Please count the lines in the material below that contain the string "surface" and reply with only that number.

[start]

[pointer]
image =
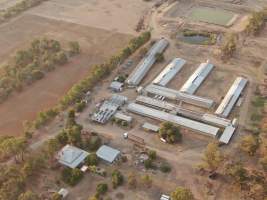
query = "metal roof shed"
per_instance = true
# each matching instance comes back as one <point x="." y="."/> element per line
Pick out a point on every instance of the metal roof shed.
<point x="123" y="117"/>
<point x="150" y="127"/>
<point x="231" y="97"/>
<point x="163" y="116"/>
<point x="146" y="63"/>
<point x="227" y="134"/>
<point x="169" y="72"/>
<point x="195" y="80"/>
<point x="116" y="86"/>
<point x="71" y="156"/>
<point x="108" y="154"/>
<point x="177" y="95"/>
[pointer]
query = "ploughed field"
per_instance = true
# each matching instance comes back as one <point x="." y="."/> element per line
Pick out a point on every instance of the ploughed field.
<point x="97" y="45"/>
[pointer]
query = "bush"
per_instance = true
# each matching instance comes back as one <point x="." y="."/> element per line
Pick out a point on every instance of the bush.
<point x="93" y="143"/>
<point x="181" y="193"/>
<point x="117" y="178"/>
<point x="170" y="132"/>
<point x="102" y="188"/>
<point x="152" y="154"/>
<point x="74" y="48"/>
<point x="165" y="167"/>
<point x="71" y="176"/>
<point x="148" y="164"/>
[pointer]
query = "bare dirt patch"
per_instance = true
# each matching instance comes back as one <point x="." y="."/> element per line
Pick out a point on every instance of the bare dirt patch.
<point x="96" y="44"/>
<point x="121" y="16"/>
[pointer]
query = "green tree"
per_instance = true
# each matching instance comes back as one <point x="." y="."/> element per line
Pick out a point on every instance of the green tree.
<point x="101" y="188"/>
<point x="74" y="47"/>
<point x="28" y="195"/>
<point x="170" y="132"/>
<point x="213" y="157"/>
<point x="132" y="181"/>
<point x="152" y="154"/>
<point x="56" y="196"/>
<point x="229" y="47"/>
<point x="146" y="181"/>
<point x="181" y="193"/>
<point x="165" y="167"/>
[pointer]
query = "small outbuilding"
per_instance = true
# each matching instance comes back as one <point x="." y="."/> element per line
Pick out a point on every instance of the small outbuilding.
<point x="116" y="86"/>
<point x="71" y="156"/>
<point x="108" y="154"/>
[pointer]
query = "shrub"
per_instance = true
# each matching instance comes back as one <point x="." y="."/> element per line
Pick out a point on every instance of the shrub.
<point x="148" y="164"/>
<point x="170" y="132"/>
<point x="165" y="167"/>
<point x="71" y="176"/>
<point x="117" y="178"/>
<point x="102" y="188"/>
<point x="152" y="154"/>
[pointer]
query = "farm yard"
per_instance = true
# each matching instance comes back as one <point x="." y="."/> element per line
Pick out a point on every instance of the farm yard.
<point x="145" y="113"/>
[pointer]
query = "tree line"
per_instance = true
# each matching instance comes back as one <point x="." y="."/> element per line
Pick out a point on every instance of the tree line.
<point x="98" y="72"/>
<point x="31" y="64"/>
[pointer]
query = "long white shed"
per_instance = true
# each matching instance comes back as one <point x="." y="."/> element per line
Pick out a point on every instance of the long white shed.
<point x="231" y="97"/>
<point x="146" y="63"/>
<point x="181" y="121"/>
<point x="168" y="73"/>
<point x="197" y="78"/>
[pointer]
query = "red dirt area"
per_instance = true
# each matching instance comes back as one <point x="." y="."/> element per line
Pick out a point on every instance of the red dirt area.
<point x="97" y="45"/>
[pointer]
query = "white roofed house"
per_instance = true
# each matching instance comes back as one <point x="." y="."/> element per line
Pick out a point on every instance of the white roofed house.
<point x="108" y="154"/>
<point x="71" y="156"/>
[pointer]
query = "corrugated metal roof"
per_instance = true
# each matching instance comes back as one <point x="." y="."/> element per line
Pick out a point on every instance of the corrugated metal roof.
<point x="177" y="95"/>
<point x="231" y="97"/>
<point x="146" y="63"/>
<point x="163" y="116"/>
<point x="195" y="80"/>
<point x="115" y="85"/>
<point x="227" y="134"/>
<point x="71" y="156"/>
<point x="163" y="105"/>
<point x="169" y="71"/>
<point x="107" y="153"/>
<point x="151" y="127"/>
<point x="124" y="117"/>
<point x="155" y="103"/>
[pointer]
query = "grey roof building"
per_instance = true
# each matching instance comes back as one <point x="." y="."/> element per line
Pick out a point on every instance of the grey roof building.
<point x="231" y="97"/>
<point x="71" y="156"/>
<point x="163" y="116"/>
<point x="146" y="63"/>
<point x="197" y="78"/>
<point x="108" y="154"/>
<point x="116" y="86"/>
<point x="169" y="71"/>
<point x="177" y="95"/>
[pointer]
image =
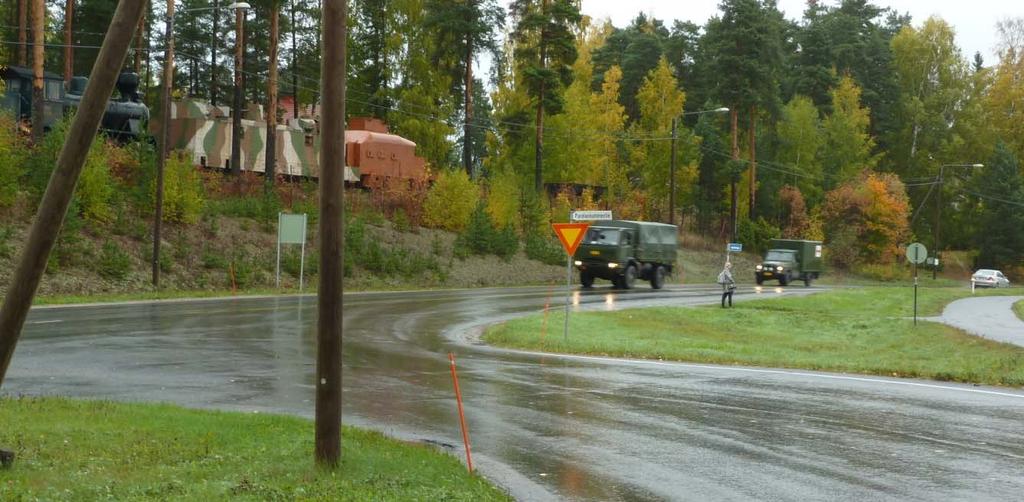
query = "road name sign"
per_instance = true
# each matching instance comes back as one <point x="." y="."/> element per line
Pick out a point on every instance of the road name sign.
<point x="591" y="215"/>
<point x="570" y="235"/>
<point x="916" y="253"/>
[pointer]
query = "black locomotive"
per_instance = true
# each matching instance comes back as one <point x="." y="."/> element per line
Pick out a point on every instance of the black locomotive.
<point x="125" y="117"/>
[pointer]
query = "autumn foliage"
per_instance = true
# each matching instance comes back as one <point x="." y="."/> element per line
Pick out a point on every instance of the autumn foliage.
<point x="866" y="219"/>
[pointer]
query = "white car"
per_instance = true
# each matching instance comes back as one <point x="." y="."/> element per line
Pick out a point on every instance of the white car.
<point x="986" y="278"/>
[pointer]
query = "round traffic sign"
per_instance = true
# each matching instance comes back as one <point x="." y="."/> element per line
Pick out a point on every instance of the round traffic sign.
<point x="916" y="253"/>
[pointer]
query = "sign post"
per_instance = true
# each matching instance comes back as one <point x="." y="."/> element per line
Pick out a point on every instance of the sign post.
<point x="292" y="229"/>
<point x="916" y="253"/>
<point x="733" y="247"/>
<point x="570" y="235"/>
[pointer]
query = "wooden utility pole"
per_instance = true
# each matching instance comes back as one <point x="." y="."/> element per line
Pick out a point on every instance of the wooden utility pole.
<point x="240" y="42"/>
<point x="38" y="59"/>
<point x="467" y="152"/>
<point x="213" y="53"/>
<point x="271" y="100"/>
<point x="51" y="212"/>
<point x="69" y="50"/>
<point x="139" y="37"/>
<point x="672" y="177"/>
<point x="165" y="126"/>
<point x="754" y="160"/>
<point x="734" y="125"/>
<point x="332" y="161"/>
<point x="23" y="33"/>
<point x="295" y="70"/>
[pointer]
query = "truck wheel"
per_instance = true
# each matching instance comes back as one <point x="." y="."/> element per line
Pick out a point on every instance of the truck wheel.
<point x="629" y="278"/>
<point x="657" y="279"/>
<point x="586" y="279"/>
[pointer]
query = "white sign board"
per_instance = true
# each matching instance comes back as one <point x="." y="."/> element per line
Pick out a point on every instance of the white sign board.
<point x="292" y="229"/>
<point x="591" y="215"/>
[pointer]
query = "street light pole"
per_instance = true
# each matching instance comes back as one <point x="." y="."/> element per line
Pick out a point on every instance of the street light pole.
<point x="237" y="112"/>
<point x="938" y="209"/>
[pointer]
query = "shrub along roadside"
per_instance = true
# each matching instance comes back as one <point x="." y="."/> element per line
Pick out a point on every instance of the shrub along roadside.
<point x="100" y="450"/>
<point x="859" y="331"/>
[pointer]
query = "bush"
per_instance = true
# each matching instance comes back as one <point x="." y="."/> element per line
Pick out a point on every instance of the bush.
<point x="481" y="237"/>
<point x="12" y="150"/>
<point x="757" y="235"/>
<point x="545" y="250"/>
<point x="95" y="185"/>
<point x="182" y="190"/>
<point x="451" y="202"/>
<point x="114" y="262"/>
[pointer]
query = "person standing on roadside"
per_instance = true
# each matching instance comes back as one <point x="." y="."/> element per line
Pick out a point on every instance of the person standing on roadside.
<point x="728" y="284"/>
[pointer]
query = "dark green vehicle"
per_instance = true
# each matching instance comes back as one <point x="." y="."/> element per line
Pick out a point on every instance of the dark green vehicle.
<point x="788" y="260"/>
<point x="624" y="251"/>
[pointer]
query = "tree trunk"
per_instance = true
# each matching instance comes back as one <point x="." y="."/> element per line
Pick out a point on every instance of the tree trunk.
<point x="271" y="100"/>
<point x="754" y="160"/>
<point x="23" y="33"/>
<point x="38" y="59"/>
<point x="213" y="52"/>
<point x="69" y="51"/>
<point x="467" y="153"/>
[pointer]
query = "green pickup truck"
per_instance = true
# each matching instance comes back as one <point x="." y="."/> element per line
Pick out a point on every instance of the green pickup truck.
<point x="624" y="251"/>
<point x="788" y="260"/>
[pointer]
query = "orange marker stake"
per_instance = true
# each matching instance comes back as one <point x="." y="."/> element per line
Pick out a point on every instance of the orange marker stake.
<point x="462" y="416"/>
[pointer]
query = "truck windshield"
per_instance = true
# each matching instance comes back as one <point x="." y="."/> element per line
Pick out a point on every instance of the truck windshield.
<point x="608" y="237"/>
<point x="776" y="255"/>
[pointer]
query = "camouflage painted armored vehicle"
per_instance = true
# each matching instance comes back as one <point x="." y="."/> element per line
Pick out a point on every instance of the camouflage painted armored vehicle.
<point x="625" y="251"/>
<point x="788" y="260"/>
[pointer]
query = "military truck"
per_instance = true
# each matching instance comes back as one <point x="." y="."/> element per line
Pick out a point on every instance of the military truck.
<point x="788" y="260"/>
<point x="624" y="251"/>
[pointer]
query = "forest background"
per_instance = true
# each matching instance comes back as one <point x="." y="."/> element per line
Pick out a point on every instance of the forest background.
<point x="854" y="124"/>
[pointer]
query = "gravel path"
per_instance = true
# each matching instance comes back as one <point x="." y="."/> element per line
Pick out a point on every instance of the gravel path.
<point x="989" y="317"/>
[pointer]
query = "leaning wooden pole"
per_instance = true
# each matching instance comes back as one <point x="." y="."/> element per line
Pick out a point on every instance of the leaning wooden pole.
<point x="332" y="178"/>
<point x="44" y="229"/>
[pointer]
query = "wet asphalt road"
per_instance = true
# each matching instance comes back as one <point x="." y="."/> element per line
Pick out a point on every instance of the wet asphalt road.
<point x="546" y="426"/>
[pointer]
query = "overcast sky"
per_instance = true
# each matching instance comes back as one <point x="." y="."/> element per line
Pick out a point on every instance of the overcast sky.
<point x="973" y="19"/>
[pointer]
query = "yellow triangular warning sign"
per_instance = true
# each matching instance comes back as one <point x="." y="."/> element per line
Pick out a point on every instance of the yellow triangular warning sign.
<point x="570" y="235"/>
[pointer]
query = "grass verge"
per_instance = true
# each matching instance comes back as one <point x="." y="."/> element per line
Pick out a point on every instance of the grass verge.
<point x="84" y="450"/>
<point x="857" y="331"/>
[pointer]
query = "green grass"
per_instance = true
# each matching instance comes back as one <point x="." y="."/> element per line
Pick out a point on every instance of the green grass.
<point x="82" y="450"/>
<point x="863" y="330"/>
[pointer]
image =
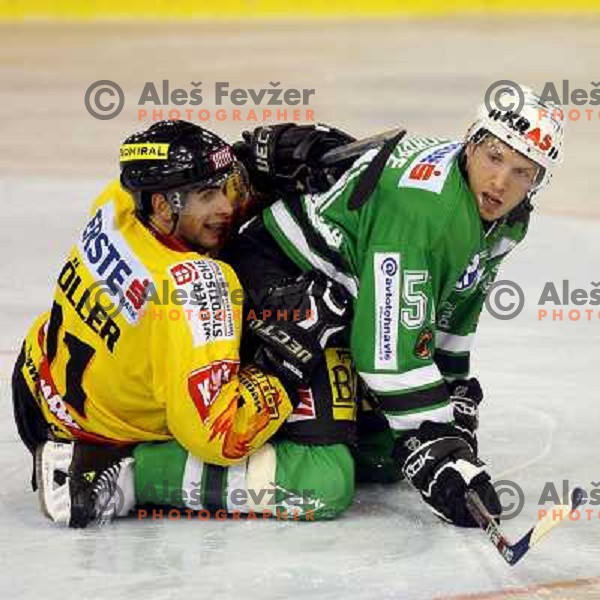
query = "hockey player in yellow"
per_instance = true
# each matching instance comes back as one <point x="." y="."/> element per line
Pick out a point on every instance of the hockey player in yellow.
<point x="142" y="343"/>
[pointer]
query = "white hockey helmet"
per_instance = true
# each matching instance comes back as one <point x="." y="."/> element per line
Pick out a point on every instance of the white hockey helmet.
<point x="522" y="120"/>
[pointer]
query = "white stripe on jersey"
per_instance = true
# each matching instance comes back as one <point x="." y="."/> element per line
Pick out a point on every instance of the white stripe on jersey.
<point x="398" y="382"/>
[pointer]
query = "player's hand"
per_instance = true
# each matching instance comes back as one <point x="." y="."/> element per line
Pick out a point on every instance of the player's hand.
<point x="466" y="396"/>
<point x="439" y="462"/>
<point x="298" y="320"/>
<point x="284" y="158"/>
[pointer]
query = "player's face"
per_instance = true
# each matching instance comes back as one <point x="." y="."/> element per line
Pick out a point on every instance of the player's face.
<point x="206" y="219"/>
<point x="499" y="177"/>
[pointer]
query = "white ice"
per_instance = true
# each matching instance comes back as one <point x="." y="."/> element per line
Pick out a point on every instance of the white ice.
<point x="539" y="424"/>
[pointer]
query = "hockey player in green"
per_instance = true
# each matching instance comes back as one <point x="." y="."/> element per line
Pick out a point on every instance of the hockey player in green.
<point x="415" y="232"/>
<point x="416" y="237"/>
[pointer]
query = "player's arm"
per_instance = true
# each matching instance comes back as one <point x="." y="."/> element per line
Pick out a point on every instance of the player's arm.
<point x="457" y="322"/>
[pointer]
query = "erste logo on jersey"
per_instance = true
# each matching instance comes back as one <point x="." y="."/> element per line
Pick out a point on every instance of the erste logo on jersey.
<point x="204" y="384"/>
<point x="208" y="294"/>
<point x="471" y="275"/>
<point x="430" y="168"/>
<point x="110" y="260"/>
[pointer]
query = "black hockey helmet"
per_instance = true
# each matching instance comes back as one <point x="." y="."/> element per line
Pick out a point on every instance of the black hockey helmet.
<point x="177" y="155"/>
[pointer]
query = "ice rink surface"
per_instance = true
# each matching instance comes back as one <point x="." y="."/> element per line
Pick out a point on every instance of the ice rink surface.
<point x="541" y="413"/>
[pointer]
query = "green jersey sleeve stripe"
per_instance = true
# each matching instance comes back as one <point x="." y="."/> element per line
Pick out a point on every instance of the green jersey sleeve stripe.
<point x="398" y="382"/>
<point x="236" y="480"/>
<point x="290" y="229"/>
<point x="442" y="414"/>
<point x="454" y="343"/>
<point x="214" y="481"/>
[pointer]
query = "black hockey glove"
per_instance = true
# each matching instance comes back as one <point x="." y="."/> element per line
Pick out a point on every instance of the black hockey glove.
<point x="466" y="396"/>
<point x="297" y="321"/>
<point x="439" y="463"/>
<point x="284" y="159"/>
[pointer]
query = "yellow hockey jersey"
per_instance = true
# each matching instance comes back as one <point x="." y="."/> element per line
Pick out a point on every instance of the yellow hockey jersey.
<point x="142" y="344"/>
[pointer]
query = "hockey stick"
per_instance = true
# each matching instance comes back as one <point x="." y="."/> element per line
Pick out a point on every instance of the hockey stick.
<point x="513" y="553"/>
<point x="354" y="149"/>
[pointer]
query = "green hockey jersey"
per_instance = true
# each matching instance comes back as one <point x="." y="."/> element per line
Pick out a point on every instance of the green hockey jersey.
<point x="418" y="263"/>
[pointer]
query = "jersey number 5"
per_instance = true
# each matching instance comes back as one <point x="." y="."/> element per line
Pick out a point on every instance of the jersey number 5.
<point x="414" y="310"/>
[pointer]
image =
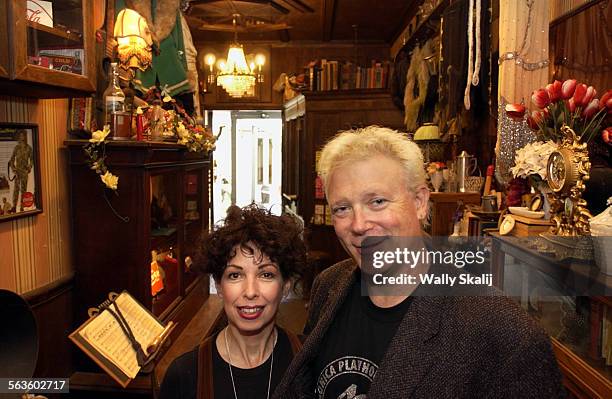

[end]

→ The answer
2